| WORK REQUIRED |
How many lines in the rows below contain the string "soil", with case counting? Give only the number.

| GIVEN INFORMATION |

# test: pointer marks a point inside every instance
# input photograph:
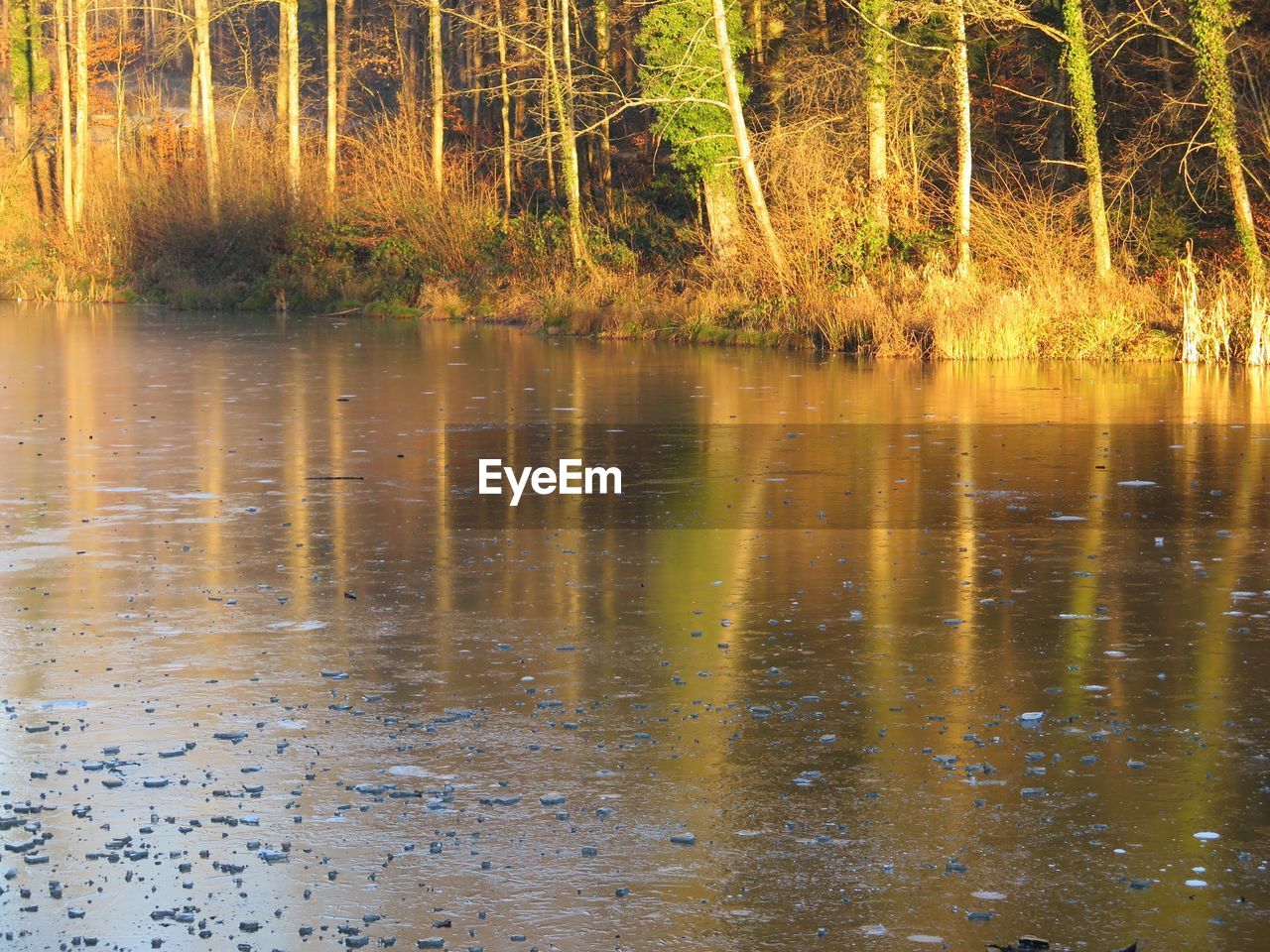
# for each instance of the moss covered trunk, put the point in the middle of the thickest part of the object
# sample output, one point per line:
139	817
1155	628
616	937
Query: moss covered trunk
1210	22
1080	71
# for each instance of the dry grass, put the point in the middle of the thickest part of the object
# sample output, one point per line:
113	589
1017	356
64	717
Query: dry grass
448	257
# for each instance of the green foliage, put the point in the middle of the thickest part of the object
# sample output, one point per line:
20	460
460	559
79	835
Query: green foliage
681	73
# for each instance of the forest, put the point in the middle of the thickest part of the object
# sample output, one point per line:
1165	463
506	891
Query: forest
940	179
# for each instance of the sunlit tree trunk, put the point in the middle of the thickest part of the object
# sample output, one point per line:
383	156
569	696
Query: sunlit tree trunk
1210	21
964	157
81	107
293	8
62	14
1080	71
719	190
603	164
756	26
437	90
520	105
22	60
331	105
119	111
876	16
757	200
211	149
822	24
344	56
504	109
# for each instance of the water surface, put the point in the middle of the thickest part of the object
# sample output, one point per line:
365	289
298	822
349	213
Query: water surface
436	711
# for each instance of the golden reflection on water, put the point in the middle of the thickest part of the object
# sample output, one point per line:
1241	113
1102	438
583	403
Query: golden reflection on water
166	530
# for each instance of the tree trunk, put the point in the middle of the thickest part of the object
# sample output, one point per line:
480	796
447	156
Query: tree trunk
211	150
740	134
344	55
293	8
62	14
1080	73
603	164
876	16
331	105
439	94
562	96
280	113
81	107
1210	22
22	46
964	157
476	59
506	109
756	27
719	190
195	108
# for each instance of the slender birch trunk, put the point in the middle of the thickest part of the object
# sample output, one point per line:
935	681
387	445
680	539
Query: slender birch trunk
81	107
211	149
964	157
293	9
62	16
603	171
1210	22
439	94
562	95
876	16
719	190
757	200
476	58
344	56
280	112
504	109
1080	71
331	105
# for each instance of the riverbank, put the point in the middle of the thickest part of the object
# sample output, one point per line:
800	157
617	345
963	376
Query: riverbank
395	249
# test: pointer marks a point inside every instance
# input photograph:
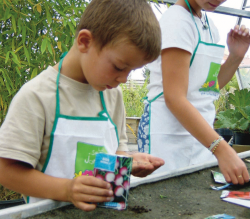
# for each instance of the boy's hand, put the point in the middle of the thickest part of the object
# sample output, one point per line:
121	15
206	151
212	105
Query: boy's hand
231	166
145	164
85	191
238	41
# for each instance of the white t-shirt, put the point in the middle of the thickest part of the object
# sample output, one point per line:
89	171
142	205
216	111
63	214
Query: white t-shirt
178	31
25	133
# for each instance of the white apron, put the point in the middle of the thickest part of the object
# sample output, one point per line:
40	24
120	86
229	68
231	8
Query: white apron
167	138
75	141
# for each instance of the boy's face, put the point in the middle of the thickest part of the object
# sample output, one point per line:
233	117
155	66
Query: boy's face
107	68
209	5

* * *

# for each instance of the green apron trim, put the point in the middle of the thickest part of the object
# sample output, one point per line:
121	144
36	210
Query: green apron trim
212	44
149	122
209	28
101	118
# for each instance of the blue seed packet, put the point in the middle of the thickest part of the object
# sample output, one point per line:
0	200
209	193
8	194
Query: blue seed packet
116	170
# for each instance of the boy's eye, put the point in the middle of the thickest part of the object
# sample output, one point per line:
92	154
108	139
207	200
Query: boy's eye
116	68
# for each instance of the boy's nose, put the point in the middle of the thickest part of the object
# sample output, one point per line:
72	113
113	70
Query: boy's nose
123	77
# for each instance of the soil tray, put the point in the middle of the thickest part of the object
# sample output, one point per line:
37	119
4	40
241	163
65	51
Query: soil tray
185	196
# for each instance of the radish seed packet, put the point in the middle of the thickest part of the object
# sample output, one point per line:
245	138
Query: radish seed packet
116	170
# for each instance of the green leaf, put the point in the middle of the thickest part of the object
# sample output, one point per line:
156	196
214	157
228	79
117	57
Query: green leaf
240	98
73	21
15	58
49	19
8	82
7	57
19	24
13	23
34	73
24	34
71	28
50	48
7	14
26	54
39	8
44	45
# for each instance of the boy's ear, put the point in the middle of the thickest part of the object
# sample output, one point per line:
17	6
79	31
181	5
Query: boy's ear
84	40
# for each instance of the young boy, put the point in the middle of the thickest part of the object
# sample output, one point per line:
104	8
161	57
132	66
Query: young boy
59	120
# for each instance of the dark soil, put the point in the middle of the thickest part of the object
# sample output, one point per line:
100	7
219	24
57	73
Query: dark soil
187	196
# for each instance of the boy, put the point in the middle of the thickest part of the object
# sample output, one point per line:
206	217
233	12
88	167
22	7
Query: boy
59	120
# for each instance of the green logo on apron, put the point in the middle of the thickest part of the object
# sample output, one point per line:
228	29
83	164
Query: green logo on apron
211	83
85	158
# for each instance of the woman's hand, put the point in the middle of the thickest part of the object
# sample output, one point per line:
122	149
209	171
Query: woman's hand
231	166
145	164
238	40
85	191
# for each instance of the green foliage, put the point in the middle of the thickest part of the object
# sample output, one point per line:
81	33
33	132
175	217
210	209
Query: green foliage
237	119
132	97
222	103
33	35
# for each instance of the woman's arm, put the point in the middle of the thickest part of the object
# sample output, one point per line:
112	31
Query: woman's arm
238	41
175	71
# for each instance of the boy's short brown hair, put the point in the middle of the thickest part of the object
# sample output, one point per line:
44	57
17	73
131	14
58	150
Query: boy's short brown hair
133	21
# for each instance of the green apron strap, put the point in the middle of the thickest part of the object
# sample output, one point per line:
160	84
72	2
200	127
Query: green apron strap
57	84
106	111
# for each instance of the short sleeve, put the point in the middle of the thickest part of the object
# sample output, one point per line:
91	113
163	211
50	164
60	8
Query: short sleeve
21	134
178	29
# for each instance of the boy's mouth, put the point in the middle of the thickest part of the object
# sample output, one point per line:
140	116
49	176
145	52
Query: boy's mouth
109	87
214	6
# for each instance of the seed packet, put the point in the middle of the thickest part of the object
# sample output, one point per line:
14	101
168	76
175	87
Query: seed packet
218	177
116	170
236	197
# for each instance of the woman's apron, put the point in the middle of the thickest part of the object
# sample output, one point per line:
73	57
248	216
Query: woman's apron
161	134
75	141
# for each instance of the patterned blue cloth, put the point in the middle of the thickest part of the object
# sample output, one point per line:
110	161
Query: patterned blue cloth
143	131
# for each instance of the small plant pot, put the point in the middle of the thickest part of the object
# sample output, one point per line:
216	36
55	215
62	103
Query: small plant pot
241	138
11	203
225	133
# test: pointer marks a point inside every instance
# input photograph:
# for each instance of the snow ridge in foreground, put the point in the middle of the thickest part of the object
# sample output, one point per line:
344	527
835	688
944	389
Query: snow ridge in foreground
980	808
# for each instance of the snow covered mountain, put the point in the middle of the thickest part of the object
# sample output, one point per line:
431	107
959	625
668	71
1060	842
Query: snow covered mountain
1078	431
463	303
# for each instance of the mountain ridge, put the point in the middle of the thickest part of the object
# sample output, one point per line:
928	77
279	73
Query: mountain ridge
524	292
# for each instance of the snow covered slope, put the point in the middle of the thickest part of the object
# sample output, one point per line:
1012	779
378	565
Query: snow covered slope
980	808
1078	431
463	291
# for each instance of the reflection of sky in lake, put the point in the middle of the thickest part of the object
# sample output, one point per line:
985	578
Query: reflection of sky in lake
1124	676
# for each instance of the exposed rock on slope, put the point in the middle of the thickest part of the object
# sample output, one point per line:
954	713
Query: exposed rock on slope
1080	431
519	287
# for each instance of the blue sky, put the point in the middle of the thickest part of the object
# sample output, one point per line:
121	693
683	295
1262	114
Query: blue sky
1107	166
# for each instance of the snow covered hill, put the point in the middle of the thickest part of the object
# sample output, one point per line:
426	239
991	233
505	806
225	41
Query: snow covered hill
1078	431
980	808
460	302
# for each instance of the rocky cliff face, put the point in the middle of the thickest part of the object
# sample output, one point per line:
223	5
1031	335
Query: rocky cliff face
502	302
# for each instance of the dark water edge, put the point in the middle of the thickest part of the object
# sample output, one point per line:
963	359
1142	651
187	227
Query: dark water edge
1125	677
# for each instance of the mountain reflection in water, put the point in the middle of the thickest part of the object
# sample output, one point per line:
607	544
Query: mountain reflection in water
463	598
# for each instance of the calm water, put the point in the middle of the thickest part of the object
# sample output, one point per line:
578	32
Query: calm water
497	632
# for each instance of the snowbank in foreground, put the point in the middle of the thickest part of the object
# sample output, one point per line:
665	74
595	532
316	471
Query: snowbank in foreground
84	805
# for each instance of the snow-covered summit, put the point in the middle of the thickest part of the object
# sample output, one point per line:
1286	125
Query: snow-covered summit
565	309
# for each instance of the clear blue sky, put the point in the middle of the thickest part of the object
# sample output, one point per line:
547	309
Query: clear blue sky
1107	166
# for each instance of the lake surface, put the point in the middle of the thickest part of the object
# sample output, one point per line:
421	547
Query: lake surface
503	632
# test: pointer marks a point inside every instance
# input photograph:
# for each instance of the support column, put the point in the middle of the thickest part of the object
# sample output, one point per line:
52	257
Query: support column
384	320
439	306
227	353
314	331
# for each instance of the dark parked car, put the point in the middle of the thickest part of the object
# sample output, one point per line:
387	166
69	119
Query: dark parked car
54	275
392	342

| WRITTEN RESPONSE |
4